### Work to complete
1. Rewrite everything in the Wal-Mart generic drug pricing article from "Stuart Clark, executive" down to "distributing prescription generics.", replacing "disruptive" with "transformative".
2. Continue the article on Wal-Mart's $4 generic drug prices from the point where it stops.

In September, Wal-Mart cut prices of the generic drugs it was selling to consumers to $4. The marketing coup caused other retailers like Target to announce discount programs of their own.
But now some big employers, seeking spoils for their workers similar to those that have spilled onto the laps of consumers, are asking for similar discounts, according to one consultant.
"Employers are already asking, are we getting the same deal in our contracts when we go to Wal-Mart, Kmart or wherever?" said Edward Kaplan, senior vice president and national health practice leader with Segal & Co., a health care and benefits consulting firm.
The price cut announced by Wal-Mart is great news for employers, but less so for the pharmacy benefit managers, which Kaplan expects will "lose some market share, or some margin at least on the generics." The market has already responded, with the November announcement that retailer CVS would buy pharmacy benefits manager Caremark Rx, in a deal valued at more than $21 billion.
Stuart Clark, executive vice president of Comprehensive Health Services, a Virginia-based service that manages clinics on behalf of major corporations, called the discounting "disruptive in a positive manner."
It has forever changed the model of distributing prescription generics.
Whether Wal-Mart is still making a profit by dropping prices to $4 is not clear, as it costs a pharmacy about $4 just to fill a prescription. But because Wal-Mart is so large, they can probably maintain this strategy for the near future, at least for some prescription drugs, Kaplan said.

### Records provided
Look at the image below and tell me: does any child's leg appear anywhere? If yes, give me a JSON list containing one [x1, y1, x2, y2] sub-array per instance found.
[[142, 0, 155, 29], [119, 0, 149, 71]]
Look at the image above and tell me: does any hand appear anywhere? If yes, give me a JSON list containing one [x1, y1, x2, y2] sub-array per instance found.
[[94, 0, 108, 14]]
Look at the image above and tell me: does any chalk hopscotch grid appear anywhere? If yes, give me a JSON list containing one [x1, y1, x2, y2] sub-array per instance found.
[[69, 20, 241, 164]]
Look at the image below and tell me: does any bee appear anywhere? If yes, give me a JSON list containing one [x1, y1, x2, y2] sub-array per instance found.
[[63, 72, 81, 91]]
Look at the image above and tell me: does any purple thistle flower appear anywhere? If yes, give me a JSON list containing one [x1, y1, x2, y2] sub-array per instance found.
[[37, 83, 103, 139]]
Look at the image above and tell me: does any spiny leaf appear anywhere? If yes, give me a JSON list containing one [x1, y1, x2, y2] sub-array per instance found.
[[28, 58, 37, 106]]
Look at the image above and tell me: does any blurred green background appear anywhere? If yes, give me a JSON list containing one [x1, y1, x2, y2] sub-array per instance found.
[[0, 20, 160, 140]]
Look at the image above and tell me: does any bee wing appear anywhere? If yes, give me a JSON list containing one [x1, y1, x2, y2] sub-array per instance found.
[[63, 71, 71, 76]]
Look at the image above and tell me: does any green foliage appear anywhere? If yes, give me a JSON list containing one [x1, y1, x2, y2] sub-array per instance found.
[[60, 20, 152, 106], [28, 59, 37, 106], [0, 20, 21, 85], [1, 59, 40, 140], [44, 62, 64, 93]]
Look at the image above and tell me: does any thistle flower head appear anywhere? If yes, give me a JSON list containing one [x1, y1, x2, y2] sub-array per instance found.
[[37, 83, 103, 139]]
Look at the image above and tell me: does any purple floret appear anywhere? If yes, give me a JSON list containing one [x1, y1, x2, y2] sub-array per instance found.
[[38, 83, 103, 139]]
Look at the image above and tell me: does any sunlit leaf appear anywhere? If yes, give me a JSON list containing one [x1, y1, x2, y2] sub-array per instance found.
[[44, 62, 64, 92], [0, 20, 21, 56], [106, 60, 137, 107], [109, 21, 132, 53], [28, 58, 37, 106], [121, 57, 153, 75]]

### Answers in order
1.
Stuart Clark, executive vice president of Comprehensive Health Services, a Virginia-based service that manages clinics on behalf of major corporations, called the discounting "transformative in a positive manner."
It has forever changed the model of distributing prescription generics.

2.
A year or two of losses on generic prescriptions costs might be made up with more people shopping for other higher-margin drugs at the retailer. Or the retailer might choose to "creep the price up" in a year or two, said Kaplan.
"If people go to the store to get one drug and many people are taking six or seven drugs a month, they are getting all their scripts filled and so there may be margins on the other medications that they are looking forward to," Kaplan said.
He also said this aggressive price discounting would not be likely in the brand drug world "unless something happens with how the industry sets prices for brand drugs."
In the generic prescription drug world, dozens of manufacturers are competing to have their product displayed on store shelves. With brand-name drugs, a patented, controlled environment in which manufacturers own the drug means makers don't have to compete on price.
"Over time you should see a little bit of competition on branded drugs, but not like generics where there's 20 people making the same chemically equivalent product," said Kaplan.